-------- SUPPLIED TEXT --------

Diagnosis of osteosarcoma can be made through the following techniques:

  • Medical history and physical examination: Patients may experience the symptoms of osteosarcoma for a considerable period, generally for weeks or months, before the patients seek consultation from the orthopedics. During the consultation, the patients undergo a comprehensive evaluation of signs and symptoms to determine the cause. Sometimes the patients also have to undergo complete body evaluation to find symptoms in the organs other than bones to determine the spread of the disease.
  • Blood tests: No blood test is sufficient to diagnose osteosarcoma. However, blood tests assist in determining the overall health of various body organs, including bones. The patients may undergo tests to detect the levels of biochemical markers, such as lactate dehydrogenase and alkaline phosphatase. The patients may have elevated alkaline phosphatase levels due to increased activity of osteoblasts, which may be possible because of osteosarcoma. Very high alkaline phosphatase levels indicate a very high tumor burden, possibly lowering the chances of favorable outcomes. Evaluation of tumor biomarkers may also be evaluated during the treatment.

-------- EXCERPTED DATA --------

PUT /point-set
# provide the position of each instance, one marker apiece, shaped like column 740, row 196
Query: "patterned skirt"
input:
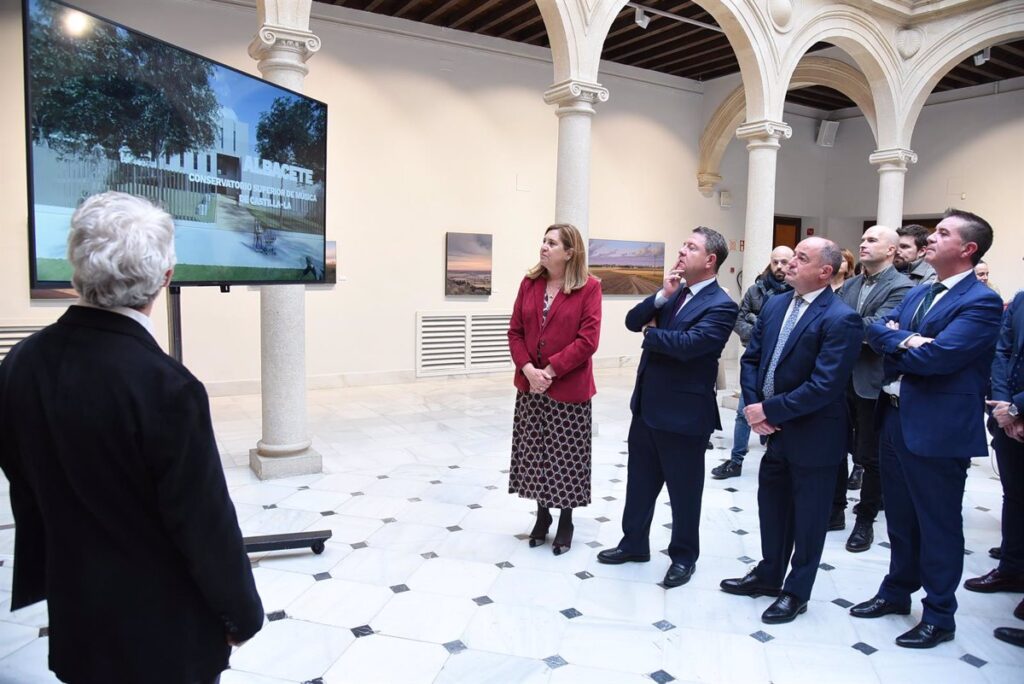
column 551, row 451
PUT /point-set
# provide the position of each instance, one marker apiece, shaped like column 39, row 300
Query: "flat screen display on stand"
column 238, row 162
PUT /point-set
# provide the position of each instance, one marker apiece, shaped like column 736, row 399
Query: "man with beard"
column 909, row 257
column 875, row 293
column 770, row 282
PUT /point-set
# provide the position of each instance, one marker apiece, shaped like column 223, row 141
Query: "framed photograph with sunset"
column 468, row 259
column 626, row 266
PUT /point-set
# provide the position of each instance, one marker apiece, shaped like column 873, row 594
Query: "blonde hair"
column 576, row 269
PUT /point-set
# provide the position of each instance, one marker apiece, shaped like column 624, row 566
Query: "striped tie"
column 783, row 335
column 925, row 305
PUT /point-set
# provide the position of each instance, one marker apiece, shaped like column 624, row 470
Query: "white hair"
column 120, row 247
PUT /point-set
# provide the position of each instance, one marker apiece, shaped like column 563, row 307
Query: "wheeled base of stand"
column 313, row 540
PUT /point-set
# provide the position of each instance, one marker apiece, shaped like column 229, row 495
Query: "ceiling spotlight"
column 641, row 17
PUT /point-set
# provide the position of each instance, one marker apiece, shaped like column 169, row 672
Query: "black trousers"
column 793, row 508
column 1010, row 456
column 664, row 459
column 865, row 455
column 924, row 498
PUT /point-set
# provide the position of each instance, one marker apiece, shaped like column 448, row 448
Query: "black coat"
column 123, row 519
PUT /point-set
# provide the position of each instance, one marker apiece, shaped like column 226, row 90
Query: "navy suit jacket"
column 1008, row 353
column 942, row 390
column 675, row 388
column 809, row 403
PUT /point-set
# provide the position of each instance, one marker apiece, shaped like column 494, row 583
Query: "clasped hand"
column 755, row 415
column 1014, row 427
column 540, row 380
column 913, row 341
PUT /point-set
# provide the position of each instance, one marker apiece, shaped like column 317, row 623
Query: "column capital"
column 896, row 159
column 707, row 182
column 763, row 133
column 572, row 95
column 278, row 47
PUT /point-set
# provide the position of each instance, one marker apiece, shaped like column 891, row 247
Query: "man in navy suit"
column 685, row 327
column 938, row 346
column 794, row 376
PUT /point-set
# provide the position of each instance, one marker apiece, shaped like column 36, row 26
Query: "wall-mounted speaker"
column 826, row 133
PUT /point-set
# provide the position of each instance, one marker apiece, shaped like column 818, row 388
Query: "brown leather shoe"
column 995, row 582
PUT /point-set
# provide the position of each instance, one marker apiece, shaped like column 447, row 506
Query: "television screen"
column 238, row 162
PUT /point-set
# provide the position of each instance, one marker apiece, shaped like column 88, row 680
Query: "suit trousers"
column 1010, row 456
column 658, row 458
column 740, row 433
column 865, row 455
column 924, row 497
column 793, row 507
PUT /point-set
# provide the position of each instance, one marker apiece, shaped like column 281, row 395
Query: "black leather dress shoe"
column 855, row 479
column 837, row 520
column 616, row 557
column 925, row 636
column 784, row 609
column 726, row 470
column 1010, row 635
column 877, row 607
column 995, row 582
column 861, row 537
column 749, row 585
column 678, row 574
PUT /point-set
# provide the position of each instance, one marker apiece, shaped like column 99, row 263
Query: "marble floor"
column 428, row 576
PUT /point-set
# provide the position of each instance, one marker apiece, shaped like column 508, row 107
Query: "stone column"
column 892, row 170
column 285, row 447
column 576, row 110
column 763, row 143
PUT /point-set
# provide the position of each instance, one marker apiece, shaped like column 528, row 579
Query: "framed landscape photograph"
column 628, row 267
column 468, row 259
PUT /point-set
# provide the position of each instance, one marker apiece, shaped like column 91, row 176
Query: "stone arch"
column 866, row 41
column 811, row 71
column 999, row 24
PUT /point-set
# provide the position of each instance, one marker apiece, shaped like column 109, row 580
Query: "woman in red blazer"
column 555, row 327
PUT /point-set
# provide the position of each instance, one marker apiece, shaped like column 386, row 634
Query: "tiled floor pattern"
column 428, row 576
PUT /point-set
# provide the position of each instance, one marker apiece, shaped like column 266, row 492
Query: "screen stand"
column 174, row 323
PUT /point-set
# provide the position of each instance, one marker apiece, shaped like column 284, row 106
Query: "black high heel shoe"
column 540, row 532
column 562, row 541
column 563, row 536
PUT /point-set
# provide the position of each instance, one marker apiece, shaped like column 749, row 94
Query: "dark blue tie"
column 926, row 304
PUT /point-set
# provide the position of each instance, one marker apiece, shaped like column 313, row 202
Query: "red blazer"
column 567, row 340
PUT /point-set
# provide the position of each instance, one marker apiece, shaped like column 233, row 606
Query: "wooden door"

--------

» TASK SET:
1/ From the osteosarcoma diagnosis text, extract the part that opens with the words containing "Diagnosis of osteosarcoma" and closes with "of the disease.".
2/ According to the osteosarcoma diagnosis text, why may patients show elevated alkaline phosphatase levels? Answer in one to three sentences.

» OUTPUTS FOR THE TASKS:
1/
Diagnosis of osteosarcoma can be made through the following techniques:

  • Medical history and physical examination: Patients may experience the symptoms of osteosarcoma for a considerable period, generally for weeks or months, before the patients seek consultation from the orthopedics. During the consultation, the patients undergo a comprehensive evaluation of signs and symptoms to determine the cause. Sometimes the patients also have to undergo complete body evaluation to find symptoms in the organs other than bones to determine the spread of the disease.

2/ Patients may show elevated alkaline phosphatase levels because of increased osteoblast activity, which osteosarcoma may cause. Very high levels indicate a very high tumor burden.